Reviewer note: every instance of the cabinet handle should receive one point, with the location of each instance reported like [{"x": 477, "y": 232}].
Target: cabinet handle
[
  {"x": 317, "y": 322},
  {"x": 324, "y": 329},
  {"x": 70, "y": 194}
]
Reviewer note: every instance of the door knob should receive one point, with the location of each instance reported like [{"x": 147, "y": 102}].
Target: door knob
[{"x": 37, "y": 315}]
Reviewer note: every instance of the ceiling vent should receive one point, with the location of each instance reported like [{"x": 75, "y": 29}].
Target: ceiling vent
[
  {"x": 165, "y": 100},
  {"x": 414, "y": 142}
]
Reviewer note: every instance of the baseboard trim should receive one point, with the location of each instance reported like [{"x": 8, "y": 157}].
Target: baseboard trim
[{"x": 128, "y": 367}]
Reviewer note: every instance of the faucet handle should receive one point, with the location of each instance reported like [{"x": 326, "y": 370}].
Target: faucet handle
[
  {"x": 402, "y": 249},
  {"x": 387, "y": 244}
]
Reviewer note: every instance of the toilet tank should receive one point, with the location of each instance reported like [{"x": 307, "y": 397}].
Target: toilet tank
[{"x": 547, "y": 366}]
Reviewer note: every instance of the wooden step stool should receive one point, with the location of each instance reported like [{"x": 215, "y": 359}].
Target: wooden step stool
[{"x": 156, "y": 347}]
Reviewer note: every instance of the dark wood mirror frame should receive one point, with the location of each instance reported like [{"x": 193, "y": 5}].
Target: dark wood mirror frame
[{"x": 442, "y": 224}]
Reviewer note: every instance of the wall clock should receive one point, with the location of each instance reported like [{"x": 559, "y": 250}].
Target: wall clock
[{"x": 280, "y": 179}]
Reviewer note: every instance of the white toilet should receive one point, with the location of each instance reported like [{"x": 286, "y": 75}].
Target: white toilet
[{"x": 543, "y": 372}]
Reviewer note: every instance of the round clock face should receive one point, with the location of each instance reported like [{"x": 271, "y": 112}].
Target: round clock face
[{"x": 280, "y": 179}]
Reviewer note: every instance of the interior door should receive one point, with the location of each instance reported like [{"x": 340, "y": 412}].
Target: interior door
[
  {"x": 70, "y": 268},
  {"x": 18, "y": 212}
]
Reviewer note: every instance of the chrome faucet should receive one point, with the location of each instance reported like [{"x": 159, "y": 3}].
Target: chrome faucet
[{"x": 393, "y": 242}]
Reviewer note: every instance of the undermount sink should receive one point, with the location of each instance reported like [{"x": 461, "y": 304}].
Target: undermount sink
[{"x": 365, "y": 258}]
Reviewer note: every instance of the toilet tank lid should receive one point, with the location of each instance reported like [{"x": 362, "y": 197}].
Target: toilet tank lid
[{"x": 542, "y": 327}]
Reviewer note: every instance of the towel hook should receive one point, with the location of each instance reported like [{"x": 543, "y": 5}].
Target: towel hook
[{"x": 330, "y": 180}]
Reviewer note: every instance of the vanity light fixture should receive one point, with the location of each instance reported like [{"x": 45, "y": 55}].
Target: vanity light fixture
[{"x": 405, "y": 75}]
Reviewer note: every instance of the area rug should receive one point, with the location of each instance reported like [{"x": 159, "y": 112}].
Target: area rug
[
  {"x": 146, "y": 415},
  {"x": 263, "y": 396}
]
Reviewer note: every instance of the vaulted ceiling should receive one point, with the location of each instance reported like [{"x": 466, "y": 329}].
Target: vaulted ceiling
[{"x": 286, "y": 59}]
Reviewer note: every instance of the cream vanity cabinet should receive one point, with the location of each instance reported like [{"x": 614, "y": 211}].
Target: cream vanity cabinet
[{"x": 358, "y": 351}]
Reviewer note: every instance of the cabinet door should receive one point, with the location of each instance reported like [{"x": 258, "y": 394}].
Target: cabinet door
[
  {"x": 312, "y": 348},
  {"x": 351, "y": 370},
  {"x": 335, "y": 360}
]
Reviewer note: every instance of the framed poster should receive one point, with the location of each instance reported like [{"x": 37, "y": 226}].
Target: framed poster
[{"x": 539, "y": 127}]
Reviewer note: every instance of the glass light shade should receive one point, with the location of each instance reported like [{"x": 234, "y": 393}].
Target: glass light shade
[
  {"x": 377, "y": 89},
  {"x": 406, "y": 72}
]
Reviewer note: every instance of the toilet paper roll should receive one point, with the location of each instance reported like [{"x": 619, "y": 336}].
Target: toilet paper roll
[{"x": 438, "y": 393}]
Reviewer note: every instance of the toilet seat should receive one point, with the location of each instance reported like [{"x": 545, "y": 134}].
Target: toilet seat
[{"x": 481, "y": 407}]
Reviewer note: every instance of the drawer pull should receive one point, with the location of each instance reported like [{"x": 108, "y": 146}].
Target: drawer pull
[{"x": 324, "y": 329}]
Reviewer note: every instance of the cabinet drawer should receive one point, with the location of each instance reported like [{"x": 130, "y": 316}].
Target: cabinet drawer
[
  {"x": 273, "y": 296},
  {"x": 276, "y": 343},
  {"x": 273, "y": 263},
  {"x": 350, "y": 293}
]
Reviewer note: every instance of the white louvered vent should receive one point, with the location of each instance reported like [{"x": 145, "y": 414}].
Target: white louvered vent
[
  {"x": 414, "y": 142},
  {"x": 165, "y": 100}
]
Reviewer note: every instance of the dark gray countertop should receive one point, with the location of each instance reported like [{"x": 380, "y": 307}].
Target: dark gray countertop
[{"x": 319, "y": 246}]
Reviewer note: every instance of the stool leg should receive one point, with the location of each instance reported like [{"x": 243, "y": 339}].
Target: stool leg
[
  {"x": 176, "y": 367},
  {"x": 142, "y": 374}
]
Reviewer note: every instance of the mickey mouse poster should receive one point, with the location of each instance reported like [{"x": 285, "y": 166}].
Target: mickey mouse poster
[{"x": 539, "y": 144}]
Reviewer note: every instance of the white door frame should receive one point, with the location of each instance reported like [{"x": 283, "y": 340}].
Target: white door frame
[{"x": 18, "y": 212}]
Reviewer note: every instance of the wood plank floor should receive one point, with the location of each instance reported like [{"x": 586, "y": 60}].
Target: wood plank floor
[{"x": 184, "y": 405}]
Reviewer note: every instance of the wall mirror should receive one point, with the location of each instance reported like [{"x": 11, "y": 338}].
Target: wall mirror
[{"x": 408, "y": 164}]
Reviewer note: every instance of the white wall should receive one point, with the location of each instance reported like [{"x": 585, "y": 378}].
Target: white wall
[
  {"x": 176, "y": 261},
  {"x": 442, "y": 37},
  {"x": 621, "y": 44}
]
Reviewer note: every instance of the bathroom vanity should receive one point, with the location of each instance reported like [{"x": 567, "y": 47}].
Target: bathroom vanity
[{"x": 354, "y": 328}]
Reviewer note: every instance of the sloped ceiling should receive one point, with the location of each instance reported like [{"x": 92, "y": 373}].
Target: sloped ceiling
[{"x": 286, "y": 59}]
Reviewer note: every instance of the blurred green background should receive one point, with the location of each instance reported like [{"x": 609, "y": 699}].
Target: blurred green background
- - - -
Work instructions
Quote all of the entries exactly as they appear.

Solution for this exercise
Reviewer note: every instance of the cabinet handle should receive one point, with the location of each instance reported like [{"x": 477, "y": 232}].
Target: cabinet handle
[
  {"x": 317, "y": 322},
  {"x": 324, "y": 329},
  {"x": 70, "y": 194}
]
Reviewer note: every instance of the door knob should receive one point, with the location of each instance reported like [{"x": 147, "y": 102}].
Target: door knob
[{"x": 37, "y": 315}]
Reviewer note: every instance of the ceiling vent should receive one point, with the location of each instance reported like [{"x": 75, "y": 29}].
Target: ceiling vent
[
  {"x": 165, "y": 100},
  {"x": 414, "y": 142}
]
Reviewer note: every instance of the baseboard trim should receive one point, with the location of each instance reported like [{"x": 8, "y": 157}].
Target: baseboard trim
[{"x": 128, "y": 367}]
Reviewer note: every instance of the faucet handle should receive one point, with the location of each instance reported like [{"x": 326, "y": 370}].
Target: faucet handle
[
  {"x": 402, "y": 249},
  {"x": 387, "y": 244}
]
Reviewer note: every instance of the toilet tank should receive one point, with the location of each instance reported like [{"x": 307, "y": 397}].
Target: toilet tank
[{"x": 547, "y": 366}]
Reviewer note: every instance of the wooden step stool should receive one point, with the location of each instance reported like [{"x": 215, "y": 359}].
Target: wooden step stool
[{"x": 156, "y": 347}]
Reviewer note: every instance of the dark wood mirror frame should receive one point, with the location of each instance reported like [{"x": 193, "y": 5}].
Target: dark wood mirror frame
[{"x": 442, "y": 224}]
Reviewer note: every instance of the wall clock should receive one point, with the location of each instance reported like [{"x": 559, "y": 250}].
Target: wall clock
[{"x": 280, "y": 179}]
Reviewer note: every instance of the white toilet should receive one point, with the location of each instance reported like [{"x": 286, "y": 75}].
Target: white toilet
[{"x": 543, "y": 372}]
Reviewer note: every instance of the round clock face should receive one point, with the location of each instance reported like [{"x": 271, "y": 112}].
Target: round clock face
[{"x": 280, "y": 179}]
Reviewer note: every instance of the interior door should receive one point, with the location of each instance reported like [{"x": 340, "y": 412}].
Target: interior door
[
  {"x": 70, "y": 268},
  {"x": 18, "y": 212}
]
Reviewer note: every instance of the chrome faucet should receive one point, with the location of each instance reported like [{"x": 159, "y": 3}].
Target: chrome faucet
[{"x": 393, "y": 242}]
Reviewer note: every instance of the undermount sink should receive one point, with the location of each instance reported like [{"x": 461, "y": 304}].
Target: undermount sink
[{"x": 365, "y": 258}]
Reviewer note: every instance of the toilet tank lid should receive one point, with the location of each instance reported like [{"x": 362, "y": 197}].
Target: toilet tank lid
[{"x": 542, "y": 327}]
Reviewer note: every instance of the towel hook should receive one point, with the location of each instance reported like [{"x": 543, "y": 5}].
Target: towel hook
[{"x": 330, "y": 180}]
Reviewer note: every instance of the vanity light fixture should receive one point, with the location of each instance reported like [{"x": 45, "y": 55}].
Target: vanity light fixture
[{"x": 405, "y": 75}]
Reviewer note: every instance of the area rug should receive one point, with the location of each instance reported like [{"x": 159, "y": 112}].
Target: area rug
[
  {"x": 146, "y": 415},
  {"x": 263, "y": 396}
]
Reviewer note: every instance of the vaulted ceiling should receive one point, with the location of each instance reported like [{"x": 466, "y": 329}].
Target: vaulted ceiling
[{"x": 286, "y": 59}]
Reviewer note: every instance of the cream vanity cabinet should receive one point, with the location of each instance reported like [{"x": 614, "y": 211}].
Target: cream vanity cabinet
[{"x": 358, "y": 351}]
Reviewer note: every instance of the cabinet door should receive one point, with the location of each instance reported like [{"x": 258, "y": 394}].
Target: cabinet door
[
  {"x": 312, "y": 348},
  {"x": 351, "y": 370},
  {"x": 335, "y": 360}
]
Reviewer note: every instance of the framed poster should receive one point, with the location of each instance reported like [{"x": 37, "y": 226}].
Target: framed poster
[{"x": 539, "y": 127}]
Reviewer note: every instance of the glass light shade should receive one point, with the location of each instance reported like [{"x": 234, "y": 393}].
Target: glass light shade
[
  {"x": 377, "y": 89},
  {"x": 406, "y": 72}
]
Reviewer note: every instance of the toilet paper roll should receive one point, with the location of each instance reported like [{"x": 619, "y": 336}].
Target: toilet paper roll
[{"x": 438, "y": 393}]
Reviewer note: every instance of the toilet seat should receive one point, with the location of each instance reported like [{"x": 545, "y": 134}].
Target: toilet seat
[{"x": 481, "y": 407}]
Reviewer note: every instance of the drawer pull should receive one point, with the location of each instance reported like [{"x": 108, "y": 146}].
Target: drawer pull
[{"x": 324, "y": 329}]
Reviewer note: every instance of the cabinet drawer should receive one point, with the location of each instance reported like [{"x": 130, "y": 316}].
Target: cabinet drawer
[
  {"x": 273, "y": 296},
  {"x": 276, "y": 343},
  {"x": 273, "y": 263},
  {"x": 350, "y": 293}
]
Reviewer note: every instance of the white louvered vent should receive one point, with the location of each instance reported like [{"x": 145, "y": 414}].
Target: white louvered vent
[
  {"x": 414, "y": 142},
  {"x": 165, "y": 100}
]
Reviewer note: every instance of the dark gray countertop should receive one point, with the location of each instance reported like [{"x": 380, "y": 307}].
Target: dark gray countertop
[{"x": 319, "y": 246}]
Reviewer note: every instance of the stool leg should receive one point, with the location of each instance reported like [{"x": 243, "y": 339}].
Target: stool leg
[
  {"x": 176, "y": 367},
  {"x": 142, "y": 374}
]
Reviewer note: every instance of the mickey mouse poster should receive one point, with the location of each instance reported like [{"x": 285, "y": 166}].
Target: mickey mouse poster
[{"x": 539, "y": 144}]
Reviewer note: every instance of the white door frame should receive one point, with the location of each instance reported like [{"x": 283, "y": 340}].
Target: white door frame
[{"x": 18, "y": 212}]
Reviewer note: every instance of the wood plank floor should receive one point, with the location of each instance reported like [{"x": 586, "y": 60}].
Target: wood plank floor
[{"x": 184, "y": 405}]
Reviewer note: every instance of the wall mirror should receive one point, with the location of each instance reported like [{"x": 11, "y": 338}].
Target: wall mirror
[{"x": 408, "y": 164}]
Reviewer note: every instance of the white wall should receive one point, with the location of each instance reported like [{"x": 585, "y": 378}].
Target: white wall
[
  {"x": 176, "y": 261},
  {"x": 442, "y": 37},
  {"x": 621, "y": 44}
]
Reviewer note: every instance of the bathroom vanity should receive one point, with the location of each instance reported like [{"x": 567, "y": 47}].
Target: bathroom vanity
[{"x": 354, "y": 328}]
Reviewer note: every instance of the sloped ceiling should receive one point, with the location of each instance reported like [{"x": 92, "y": 373}].
Target: sloped ceiling
[{"x": 286, "y": 59}]
Reviewer note: every instance of the blurred green background should receive one point, with the location of each instance reported like [{"x": 609, "y": 699}].
Target: blurred green background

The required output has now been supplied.